#### TASK 1
From the news story about Rani the dwarf cow, quote the part that opens with the words containing "Visitors have flocked" and closes with "neighbouring town, said.".
#### TASK 2
According to the news story about Rani the dwarf cow, how much does Rani weigh?
#### TASK 3
Write a continuation of the news story about Rani the dwarf cow, starting after its last line.

People flock to see 'world's smallest cow'

·2-min read

Visitors have flocked to see a cow which might be the smallest bovine in the world.

Rani, a 23-month-old dwarf cow, is 51cm tall and weighs 28kg.

She lives on a farm in Charigram, Bangladesh, with her appearance attracting more than 15,000 people, BBC Bangladesh reports.

"I have never seen anything like this in my life. Never," Rina Begum, 30, who came from a neighbouring town, said.

Dwarf cow named Rani shown next to a bigger cow.
Rani could be the smallest cow in the world at just 51cm tall. Source: Getty Images

Rani’s owner Hasan Howladar has applied to Guinness Book of Records to have the little cow officially named as the world’s smallest cow.

The little cow is a Bhutti, or Bhutanese, cow which is prized for its meat in Bangladesh. The other Bhuttis on the farm are twice Rani's size.

"We did not expect such huge interest. We did not think people would leave their homes because of the worsening virus situation. But they have come here in droves," Mr Howladar said.

Mr Howladar purchased Rani from another farm in Bangladesh last year.

He told the BBC she doesn’t eat much and has issues walking.

People measure a dwarf cow named Rani.

#### SOURCE INFORMATION
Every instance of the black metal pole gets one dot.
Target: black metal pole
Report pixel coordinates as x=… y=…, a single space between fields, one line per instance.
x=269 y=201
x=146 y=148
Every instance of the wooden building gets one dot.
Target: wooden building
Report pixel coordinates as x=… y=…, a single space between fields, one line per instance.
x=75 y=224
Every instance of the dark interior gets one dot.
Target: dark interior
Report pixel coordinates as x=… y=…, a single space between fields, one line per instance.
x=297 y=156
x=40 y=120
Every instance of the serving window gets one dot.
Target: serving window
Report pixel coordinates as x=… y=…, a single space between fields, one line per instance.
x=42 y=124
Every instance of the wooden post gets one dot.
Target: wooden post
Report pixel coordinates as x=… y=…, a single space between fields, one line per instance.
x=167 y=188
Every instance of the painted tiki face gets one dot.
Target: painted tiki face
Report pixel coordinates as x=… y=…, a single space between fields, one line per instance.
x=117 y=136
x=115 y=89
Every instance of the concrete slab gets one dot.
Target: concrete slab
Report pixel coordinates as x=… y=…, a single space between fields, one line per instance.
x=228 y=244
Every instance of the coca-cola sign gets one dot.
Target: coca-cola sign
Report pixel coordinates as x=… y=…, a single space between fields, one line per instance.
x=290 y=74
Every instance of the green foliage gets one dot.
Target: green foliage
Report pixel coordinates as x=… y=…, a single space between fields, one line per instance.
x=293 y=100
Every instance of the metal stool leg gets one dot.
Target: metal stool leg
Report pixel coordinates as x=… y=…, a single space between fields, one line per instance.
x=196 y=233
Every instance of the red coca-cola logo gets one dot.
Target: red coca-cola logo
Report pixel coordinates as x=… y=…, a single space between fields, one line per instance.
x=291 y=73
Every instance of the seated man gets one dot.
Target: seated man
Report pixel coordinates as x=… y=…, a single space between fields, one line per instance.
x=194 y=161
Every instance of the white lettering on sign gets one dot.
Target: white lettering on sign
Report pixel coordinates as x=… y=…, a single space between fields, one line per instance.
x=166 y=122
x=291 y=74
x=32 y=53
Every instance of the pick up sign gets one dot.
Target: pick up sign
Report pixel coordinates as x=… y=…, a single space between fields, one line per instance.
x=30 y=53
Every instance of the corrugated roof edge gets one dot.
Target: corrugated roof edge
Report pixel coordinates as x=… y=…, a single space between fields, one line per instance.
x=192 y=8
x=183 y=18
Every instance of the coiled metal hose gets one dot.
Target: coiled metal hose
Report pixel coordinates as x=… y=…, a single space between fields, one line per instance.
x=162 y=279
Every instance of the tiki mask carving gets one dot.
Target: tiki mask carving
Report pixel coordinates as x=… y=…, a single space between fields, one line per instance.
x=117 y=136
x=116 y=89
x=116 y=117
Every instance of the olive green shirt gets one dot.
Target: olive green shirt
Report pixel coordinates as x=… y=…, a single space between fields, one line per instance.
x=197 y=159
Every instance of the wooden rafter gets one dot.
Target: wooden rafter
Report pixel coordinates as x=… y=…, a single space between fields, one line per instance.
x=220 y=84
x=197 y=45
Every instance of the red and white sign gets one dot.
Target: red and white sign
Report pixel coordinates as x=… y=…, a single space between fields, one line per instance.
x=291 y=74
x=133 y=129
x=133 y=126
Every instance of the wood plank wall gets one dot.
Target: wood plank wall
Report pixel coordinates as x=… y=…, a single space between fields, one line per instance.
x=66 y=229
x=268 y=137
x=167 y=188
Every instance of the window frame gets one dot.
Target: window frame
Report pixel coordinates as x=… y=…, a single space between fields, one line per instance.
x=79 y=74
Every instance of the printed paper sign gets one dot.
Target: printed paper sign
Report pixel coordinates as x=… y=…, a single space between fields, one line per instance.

#### EXPECTED OUTPUT 1
Visitors have flocked to see a cow which might be the smallest bovine in the world.

Rani, a 23-month-old dwarf cow, is 51cm tall and weighs 28kg.

She lives on a farm in Charigram, Bangladesh, with her appearance attracting more than 15,000 people, BBC Bangladesh reports.

"I have never seen anything like this in my life. Never," Rina Begum, 30, who came from a neighbouring town, said.

#### EXPECTED OUTPUT 2
28kg

#### EXPECTED OUTPUT 3
Rani's owner said she has difficult walking and doesn't eat much. Source: Getty Images

"She likes to roam outside and seems to be happy when we take her in our arms,” he said.

Sajedul Islam, the government's chief vet for the region, said Rani is a product of "genetic inbreeding" and was unlikely to become any bigger.

Dr Islam said he had told the farm to restrict the tourist influx.

"I told them they should not allow so many people to crowd the farm. They may carry diseases here that threaten Rani's health," he said.

The current record for world's smallest cow

The current world’s smallest cow is a Manikyam who lives in Kerala, India.

According to the Guinness Book of Records, Manikyam is 61cm tall.

It means if Rani is acknowledged as the world’s smallest cow she would beat Manikyam by 10cm.

Veterinarian Dr E M Muhammed said the height of cows such as Manikyam could be a symptom of hot and humid conditions.